#### Short task:
Render the lines below as a Markdown table with two columns, "Row" for the row number and "Line" for the line itself, omitting blank lines. Leave the pictures out of the table.

#### Supplied material:
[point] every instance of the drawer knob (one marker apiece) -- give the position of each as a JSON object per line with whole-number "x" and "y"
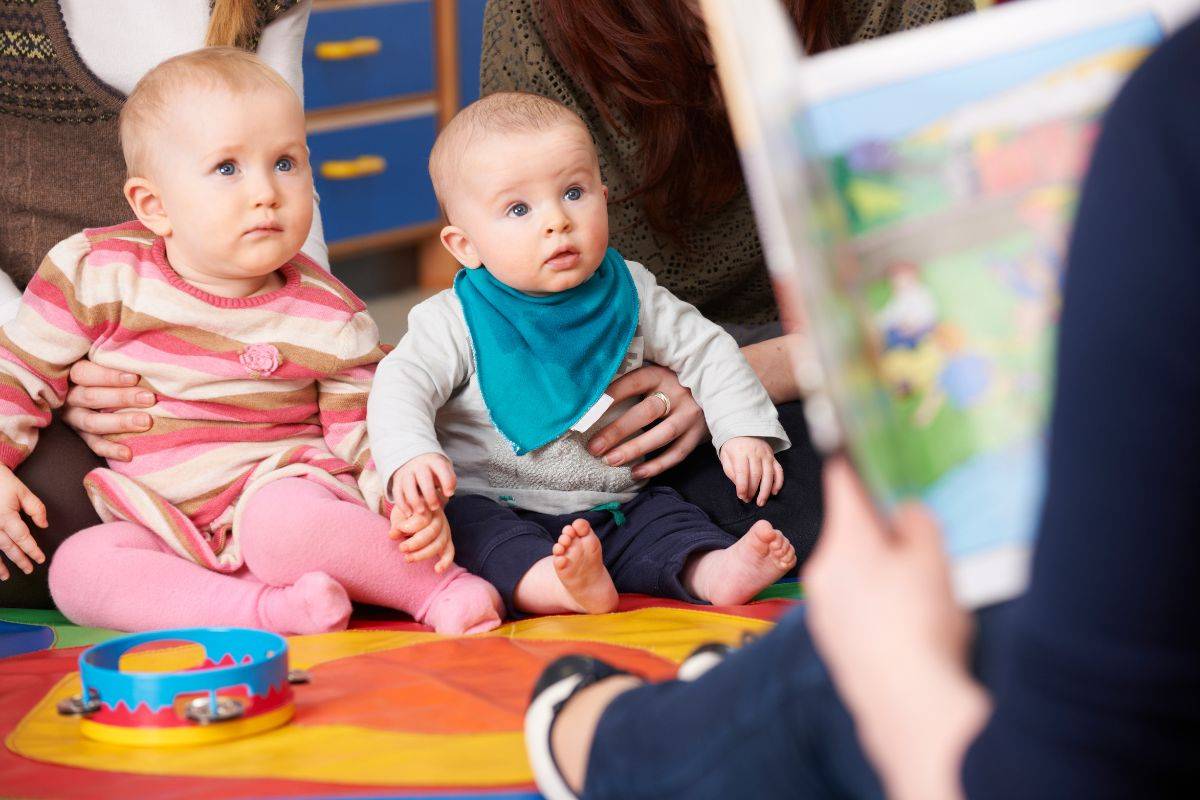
{"x": 353, "y": 168}
{"x": 352, "y": 48}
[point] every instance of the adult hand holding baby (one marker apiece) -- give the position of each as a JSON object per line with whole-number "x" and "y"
{"x": 16, "y": 541}
{"x": 95, "y": 391}
{"x": 682, "y": 425}
{"x": 420, "y": 488}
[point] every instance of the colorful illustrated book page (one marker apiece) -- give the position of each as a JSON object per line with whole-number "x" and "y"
{"x": 916, "y": 196}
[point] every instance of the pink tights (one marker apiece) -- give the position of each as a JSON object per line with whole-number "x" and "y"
{"x": 307, "y": 554}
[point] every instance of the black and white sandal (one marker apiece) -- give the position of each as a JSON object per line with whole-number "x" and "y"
{"x": 707, "y": 656}
{"x": 557, "y": 685}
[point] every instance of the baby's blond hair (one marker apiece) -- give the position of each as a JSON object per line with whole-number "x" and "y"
{"x": 504, "y": 112}
{"x": 211, "y": 67}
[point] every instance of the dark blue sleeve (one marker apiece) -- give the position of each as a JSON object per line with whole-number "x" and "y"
{"x": 1099, "y": 692}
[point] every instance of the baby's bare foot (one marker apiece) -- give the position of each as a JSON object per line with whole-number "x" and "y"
{"x": 579, "y": 564}
{"x": 737, "y": 573}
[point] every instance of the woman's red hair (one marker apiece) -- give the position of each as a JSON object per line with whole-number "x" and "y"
{"x": 647, "y": 67}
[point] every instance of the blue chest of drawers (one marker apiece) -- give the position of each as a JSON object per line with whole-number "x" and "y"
{"x": 381, "y": 77}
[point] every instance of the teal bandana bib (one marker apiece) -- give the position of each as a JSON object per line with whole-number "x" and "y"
{"x": 544, "y": 361}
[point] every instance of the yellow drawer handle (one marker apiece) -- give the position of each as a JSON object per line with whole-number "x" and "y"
{"x": 352, "y": 48}
{"x": 348, "y": 170}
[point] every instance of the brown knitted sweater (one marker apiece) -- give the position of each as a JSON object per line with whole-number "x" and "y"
{"x": 59, "y": 154}
{"x": 718, "y": 266}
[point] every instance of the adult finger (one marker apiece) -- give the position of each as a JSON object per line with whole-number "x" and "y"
{"x": 660, "y": 435}
{"x": 679, "y": 450}
{"x": 88, "y": 373}
{"x": 24, "y": 540}
{"x": 11, "y": 529}
{"x": 447, "y": 479}
{"x": 624, "y": 426}
{"x": 106, "y": 397}
{"x": 634, "y": 383}
{"x": 31, "y": 505}
{"x": 851, "y": 519}
{"x": 106, "y": 422}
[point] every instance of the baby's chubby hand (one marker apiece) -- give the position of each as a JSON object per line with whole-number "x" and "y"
{"x": 16, "y": 541}
{"x": 423, "y": 483}
{"x": 750, "y": 463}
{"x": 425, "y": 534}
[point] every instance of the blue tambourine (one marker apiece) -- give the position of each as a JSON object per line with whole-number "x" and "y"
{"x": 241, "y": 689}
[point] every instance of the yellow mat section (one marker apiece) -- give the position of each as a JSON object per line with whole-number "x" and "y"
{"x": 369, "y": 755}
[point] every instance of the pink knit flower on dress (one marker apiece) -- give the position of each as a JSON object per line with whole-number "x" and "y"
{"x": 261, "y": 360}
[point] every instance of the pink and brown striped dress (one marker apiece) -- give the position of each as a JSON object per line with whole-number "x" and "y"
{"x": 250, "y": 389}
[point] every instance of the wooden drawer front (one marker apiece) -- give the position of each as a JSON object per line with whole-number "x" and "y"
{"x": 471, "y": 42}
{"x": 369, "y": 53}
{"x": 376, "y": 176}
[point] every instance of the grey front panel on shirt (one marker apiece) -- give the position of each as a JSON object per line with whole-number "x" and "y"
{"x": 426, "y": 398}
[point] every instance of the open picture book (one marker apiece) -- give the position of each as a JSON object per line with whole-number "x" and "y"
{"x": 915, "y": 197}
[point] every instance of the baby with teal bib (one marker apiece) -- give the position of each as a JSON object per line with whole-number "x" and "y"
{"x": 479, "y": 419}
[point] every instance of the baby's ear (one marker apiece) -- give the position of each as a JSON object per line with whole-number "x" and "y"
{"x": 455, "y": 240}
{"x": 147, "y": 203}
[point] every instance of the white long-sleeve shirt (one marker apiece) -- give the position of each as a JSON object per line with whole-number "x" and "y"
{"x": 426, "y": 400}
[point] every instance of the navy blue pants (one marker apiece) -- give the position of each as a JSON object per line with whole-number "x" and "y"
{"x": 645, "y": 554}
{"x": 766, "y": 722}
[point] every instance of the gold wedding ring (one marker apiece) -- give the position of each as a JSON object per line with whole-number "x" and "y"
{"x": 666, "y": 403}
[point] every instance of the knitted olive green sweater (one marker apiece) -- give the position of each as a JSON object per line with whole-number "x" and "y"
{"x": 718, "y": 265}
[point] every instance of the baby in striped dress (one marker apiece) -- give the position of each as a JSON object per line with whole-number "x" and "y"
{"x": 252, "y": 498}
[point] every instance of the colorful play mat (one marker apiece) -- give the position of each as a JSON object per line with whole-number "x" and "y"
{"x": 391, "y": 711}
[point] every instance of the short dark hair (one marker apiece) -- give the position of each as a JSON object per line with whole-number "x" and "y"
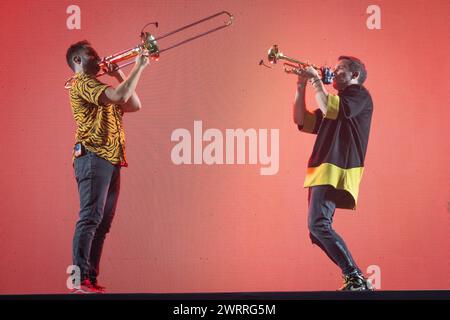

#### Answer to this exercise:
| Row | Line |
|---|---|
| 1 | [point] every instance of the drawer knob (one marker apiece) -- give the position of each as a JSON object per line with whole-number "x" and "y" |
| 2 | {"x": 353, "y": 168} |
| 3 | {"x": 352, "y": 48} |
| 4 | [point] every instance of the adult hand holding baby (one marker apiece) -- give the position of each as a JSON object per line with whole-number "x" and "y" |
| 5 | {"x": 16, "y": 541} |
| 6 | {"x": 95, "y": 391} |
| 7 | {"x": 682, "y": 425} |
| 8 | {"x": 420, "y": 488} |
| 9 | [point] every instance of the colorful illustrated book page (one marker apiece) -- give the position of each as a JSON object per line with whole-number "x" and "y" |
| 10 | {"x": 916, "y": 196} |
| 11 | [point] every instance of the pink tights (one marker apiece) -- give the position of each as a JSON object per line with whole-number "x" and "y" |
| 12 | {"x": 307, "y": 554} |
| 13 | [point] every instance of the black and white sandal (one marker apiece) -- give the position of each as a JSON object per line with whole-number "x" and "y" |
| 14 | {"x": 707, "y": 656} |
| 15 | {"x": 557, "y": 685} |
| 16 | [point] every instance of the baby's blond hair (one marker apiece) -- give the position of each as a JSON object per line with whole-number "x" and "y" |
| 17 | {"x": 504, "y": 112} |
| 18 | {"x": 211, "y": 67} |
| 19 | [point] every instance of the dark blue sleeve (one marker apiece) -- give the position of each as a JSON object per line with whole-number "x" and "y" |
| 20 | {"x": 1099, "y": 692} |
| 21 | [point] every instance of the baby's bare foot (one marker apiece) -- give the position of each as a JSON object per line with whole-number "x" and "y" |
| 22 | {"x": 579, "y": 564} |
| 23 | {"x": 737, "y": 573} |
| 24 | [point] every instance of the woman's red hair (one marker apiece) -- give the position of each as a JSON object per line with whole-number "x" and "y" |
| 25 | {"x": 647, "y": 67} |
| 26 | [point] every instance of the blue chest of drawers (one marker apiece) -- give the position of each as a JSON object per line with whole-number "x" and "y" |
| 27 | {"x": 381, "y": 77} |
| 28 | [point] every instance of the teal bandana bib (one marker apiece) -- give the position of each as a JSON object per line with whole-number "x" and "y" |
| 29 | {"x": 544, "y": 361} |
| 30 | [point] every instance of the yellow drawer handle (one marker apiece) -- give the position of each as a JSON object per line with whole-number "x" and "y" |
| 31 | {"x": 352, "y": 48} |
| 32 | {"x": 348, "y": 170} |
| 33 | [point] every instance of the brown knitted sweater (one marker apiece) -- give the position of each as a JSON object per line with whole-number "x" and "y" |
| 34 | {"x": 59, "y": 154} |
| 35 | {"x": 718, "y": 266} |
| 36 | [point] every instance of the adult finger (one marker apiece) -- give the position of each as a JSON object per line with whole-number "x" and "y" |
| 37 | {"x": 660, "y": 435} |
| 38 | {"x": 679, "y": 450} |
| 39 | {"x": 88, "y": 373} |
| 40 | {"x": 24, "y": 540} |
| 41 | {"x": 11, "y": 529} |
| 42 | {"x": 447, "y": 479} |
| 43 | {"x": 624, "y": 426} |
| 44 | {"x": 106, "y": 397} |
| 45 | {"x": 634, "y": 383} |
| 46 | {"x": 31, "y": 505} |
| 47 | {"x": 851, "y": 519} |
| 48 | {"x": 106, "y": 422} |
| 49 | [point] every instance of the baby's chubby hand (one marker apiece) -- give the position of each as a JSON object per line with whole-number "x" and "y" |
| 50 | {"x": 16, "y": 541} |
| 51 | {"x": 423, "y": 483} |
| 52 | {"x": 750, "y": 463} |
| 53 | {"x": 425, "y": 534} |
| 54 | [point] every instance of the blue tambourine (one marker apiece) -- give the position of each as a JSON object per line with whole-number "x" and "y" |
| 55 | {"x": 241, "y": 689} |
| 56 | [point] every instance of the yellow mat section (one marker apiece) -- give the position of each as a JSON object per line with whole-number "x" and "y" |
| 57 | {"x": 369, "y": 755} |
| 58 | [point] every instance of the pink knit flower on dress (one marker apiece) -- give the position of each as a JSON object per line with whole-number "x" and "y" |
| 59 | {"x": 261, "y": 360} |
| 60 | [point] every instance of the pink and brown striped dress (one marker apiece) -- give the position of each as a JSON object per line with whole-number "x" and "y" |
| 61 | {"x": 250, "y": 389} |
| 62 | [point] every instance of the wooden drawer front (one marker apiece) -- give the position of each as a JSON object per line with whole-number "x" and "y" |
| 63 | {"x": 471, "y": 42} |
| 64 | {"x": 369, "y": 53} |
| 65 | {"x": 376, "y": 176} |
| 66 | [point] every instance of the grey front panel on shirt (one marker apiece) -- give the position of each as a JSON object per line with whole-number "x" and "y" |
| 67 | {"x": 426, "y": 398} |
| 68 | [point] every instance of the open picture book (one marker apiece) -- give the position of each as a JSON object per line with whole-number "x" and "y" |
| 69 | {"x": 915, "y": 197} |
| 70 | [point] every instance of the baby with teal bib (one marker apiece) -- give the position of each as a JSON object per line with whole-number "x" and "y" |
| 71 | {"x": 479, "y": 419} |
| 72 | [point] every instance of the baby's ear (one marker apiece) -- give the position of each as a JSON object per line with whole-number "x" and "y" |
| 73 | {"x": 455, "y": 240} |
| 74 | {"x": 147, "y": 203} |
| 75 | [point] every instance of the white long-sleeve shirt (one marker apiece) -- give the position of each as a JSON object per line with whole-number "x" and "y" |
| 76 | {"x": 426, "y": 400} |
| 77 | [point] every instance of the navy blue pants (one marker apiece) -- give the position of each as a JSON object per line with whole-number "x" and "y" |
| 78 | {"x": 645, "y": 554} |
| 79 | {"x": 766, "y": 722} |
| 80 | [point] every instance of the gold wedding ring (one marker apiece) -- give the position of each as a JSON object per line with whole-number "x" and "y" |
| 81 | {"x": 666, "y": 403} |
| 82 | [point] every instance of the knitted olive green sweater (one marker apiece) -- give the position of each as a JSON object per line with whole-number "x" and "y" |
| 83 | {"x": 718, "y": 265} |
| 84 | [point] every instance of the baby in striped dress (one marker apiece) -- give the position of each as a JSON object per line with whole-number "x" and "y" |
| 85 | {"x": 252, "y": 498} |
| 86 | [point] every instance of the colorful play mat (one marker apiece) -- give the position of each as a JSON object per line with whole-number "x" and "y" |
| 87 | {"x": 391, "y": 711} |
| 88 | [point] every instance of the short dark hair (one marker apiece) -- give the position of each as a JSON object per line with whole-number "x" and "y" |